'''

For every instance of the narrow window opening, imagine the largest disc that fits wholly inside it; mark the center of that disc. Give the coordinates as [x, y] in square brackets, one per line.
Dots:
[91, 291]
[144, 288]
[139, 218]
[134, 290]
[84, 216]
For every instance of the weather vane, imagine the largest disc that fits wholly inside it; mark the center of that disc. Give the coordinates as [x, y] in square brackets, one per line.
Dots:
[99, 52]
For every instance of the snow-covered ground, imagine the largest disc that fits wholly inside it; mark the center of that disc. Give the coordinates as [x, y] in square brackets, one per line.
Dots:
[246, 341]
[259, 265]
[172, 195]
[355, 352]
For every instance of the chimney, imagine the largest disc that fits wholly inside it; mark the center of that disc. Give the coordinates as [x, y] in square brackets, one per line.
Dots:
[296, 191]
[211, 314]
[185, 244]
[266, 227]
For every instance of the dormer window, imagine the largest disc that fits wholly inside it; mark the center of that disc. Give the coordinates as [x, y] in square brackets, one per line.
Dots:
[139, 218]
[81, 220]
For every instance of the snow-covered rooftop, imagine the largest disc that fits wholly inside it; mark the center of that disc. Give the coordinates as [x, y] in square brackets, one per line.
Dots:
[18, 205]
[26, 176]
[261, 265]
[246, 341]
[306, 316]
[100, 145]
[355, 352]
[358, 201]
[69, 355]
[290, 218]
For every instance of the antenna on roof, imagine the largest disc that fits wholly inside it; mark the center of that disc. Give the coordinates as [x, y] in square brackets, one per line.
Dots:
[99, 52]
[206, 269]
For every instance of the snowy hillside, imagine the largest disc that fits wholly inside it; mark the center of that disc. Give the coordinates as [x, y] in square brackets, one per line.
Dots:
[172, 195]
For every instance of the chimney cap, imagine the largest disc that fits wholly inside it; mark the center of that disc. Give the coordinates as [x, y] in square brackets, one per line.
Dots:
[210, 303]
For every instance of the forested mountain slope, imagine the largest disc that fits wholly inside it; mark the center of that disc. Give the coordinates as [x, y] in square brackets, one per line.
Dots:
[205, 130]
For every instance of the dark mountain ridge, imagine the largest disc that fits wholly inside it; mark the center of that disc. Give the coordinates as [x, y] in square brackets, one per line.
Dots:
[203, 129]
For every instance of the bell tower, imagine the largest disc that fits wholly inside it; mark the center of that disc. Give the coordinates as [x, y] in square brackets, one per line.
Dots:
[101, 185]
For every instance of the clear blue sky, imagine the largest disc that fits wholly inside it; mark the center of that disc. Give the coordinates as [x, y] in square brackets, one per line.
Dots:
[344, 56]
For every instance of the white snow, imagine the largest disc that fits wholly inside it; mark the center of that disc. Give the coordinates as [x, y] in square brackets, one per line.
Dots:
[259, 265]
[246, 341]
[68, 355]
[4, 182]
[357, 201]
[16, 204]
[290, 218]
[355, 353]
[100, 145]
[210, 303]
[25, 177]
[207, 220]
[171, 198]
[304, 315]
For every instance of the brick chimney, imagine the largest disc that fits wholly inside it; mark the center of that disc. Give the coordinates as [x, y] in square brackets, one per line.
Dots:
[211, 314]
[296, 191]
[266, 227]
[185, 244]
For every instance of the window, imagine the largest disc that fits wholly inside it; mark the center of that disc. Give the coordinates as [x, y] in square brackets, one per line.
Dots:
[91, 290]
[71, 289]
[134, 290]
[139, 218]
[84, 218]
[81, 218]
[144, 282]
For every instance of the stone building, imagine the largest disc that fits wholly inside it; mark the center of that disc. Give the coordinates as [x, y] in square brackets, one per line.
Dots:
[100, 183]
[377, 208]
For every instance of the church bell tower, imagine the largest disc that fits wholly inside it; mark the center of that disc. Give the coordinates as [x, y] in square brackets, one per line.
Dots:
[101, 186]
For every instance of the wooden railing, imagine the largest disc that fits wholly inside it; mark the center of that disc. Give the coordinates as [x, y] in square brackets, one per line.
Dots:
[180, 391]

'''

DIRECTIONS: Print the data in full, with each line exactly as given.

RESULT FOR THIS TASK:
For every instance of the narrow window opening, imagine the largest disc that fits wholly inside it; mark the center of that disc. Give the coordinates as [x, y] in square brackets, one per line.
Dots:
[91, 291]
[144, 288]
[139, 218]
[134, 290]
[84, 216]
For every instance of the weather vane, imagine the largest disc that fits wholly inside it; mark the center of that disc. Give the coordinates as [x, y] in square brackets, one per line.
Dots:
[99, 52]
For every instance of the snow-covered ground, imagine the largest disc that fits wholly inside it; mark the center of that disc. Give the coordinates as [x, y] in square brackets, one per line.
Dots:
[246, 341]
[259, 265]
[172, 195]
[355, 352]
For every instance of the chimney, imagine the largest disc that fits wholly inside it; mark the center of that disc. Give the coordinates as [x, y] in square brackets, one per line.
Dots:
[296, 191]
[211, 314]
[185, 244]
[266, 227]
For every instance of the dormer window, imagine the largest disc that fits wholly inside it; mark the center of that disc. Give the coordinates as [x, y] in square brackets, one per line.
Dots:
[139, 218]
[81, 220]
For every instance of the snow-covered rooftop, imagine the largest disc that fits wholly inside it; mark the center of that disc. Give the coordinates as [x, y] in square brackets, one per line.
Dots:
[18, 205]
[26, 176]
[261, 265]
[246, 341]
[306, 316]
[100, 145]
[355, 352]
[358, 201]
[69, 355]
[290, 218]
For every instance of the antenna on roof, imagine the largest disc that fits wholly inside it; mark the center of that disc. Give the coordinates as [x, y] in square brackets, one per line.
Dots:
[99, 52]
[206, 269]
For every instance of the snowy hillside, imagine the largest disc that fits wholly inside it; mark the center of that disc. Give the coordinates as [x, y] in square brackets, one per line.
Dots:
[172, 195]
For every instance of the chimney cap, imagine the largest disc that fits wholly inside it; mark the center of that disc. Give the coordinates as [x, y] in square brackets, one per line.
Dots:
[210, 303]
For every instance of the forested mountain slope, imagine the largest disc that fits wholly inside it; mark the center of that disc. Give the coordinates as [x, y] in square brackets, one per line.
Dots:
[205, 130]
For every instance of the dark mountain ridge, imagine the largest disc that fits wholly inside it; mark the center of that disc. Give the coordinates as [x, y] in square brackets, one per line.
Dots:
[203, 129]
For every instance of the bell tower, imagine the largest disc that fits wholly inside it; mark the center of that disc. Give the coordinates as [x, y] in square brackets, one per line.
Dots:
[101, 185]
For every instance of the clear blue sky, imagine the largest disc that fits wholly inside it; mark the center of that disc. Give the coordinates as [x, y] in square brackets, one per line.
Dots:
[344, 56]
For every instance of the white snow, imagine the largest disc that fits wholly inside it; mark the center of that disc. Give the coordinates as [x, y] in square brackets, one per line.
Dots:
[259, 265]
[246, 341]
[68, 355]
[4, 182]
[357, 201]
[16, 204]
[290, 218]
[355, 353]
[100, 145]
[210, 303]
[25, 177]
[207, 220]
[171, 198]
[304, 315]
For every instance of the brick chimney, imagine the largest disc that fits wholly inside it; mark the center of that disc. Give the coordinates as [x, y] in square brackets, one per line.
Dots:
[211, 314]
[296, 191]
[266, 227]
[185, 244]
For every instance of the window, imagine the largest disc that fits wholly inside it; mark the center of that disc. Give the coordinates as [x, y] in square brackets, one per line.
Dots:
[91, 290]
[71, 289]
[134, 290]
[139, 218]
[84, 218]
[81, 218]
[144, 282]
For every instance of the stone building, imagine the largest disc that fits wholly inside it; mark the center of that disc. Give the coordinates as [x, y] in square brackets, one per line.
Dots:
[100, 183]
[377, 208]
For every instance of the church bell tower, imagine the largest disc that fits wholly inside it; mark the center of that disc. Give the coordinates as [x, y] in square brackets, one per line.
Dots:
[101, 186]
For every instance of the wooden railing, imagine the largest disc that fits wholly inside it; mark the center of that disc. Give the coordinates as [x, y] in square brackets, one per line.
Dots:
[180, 391]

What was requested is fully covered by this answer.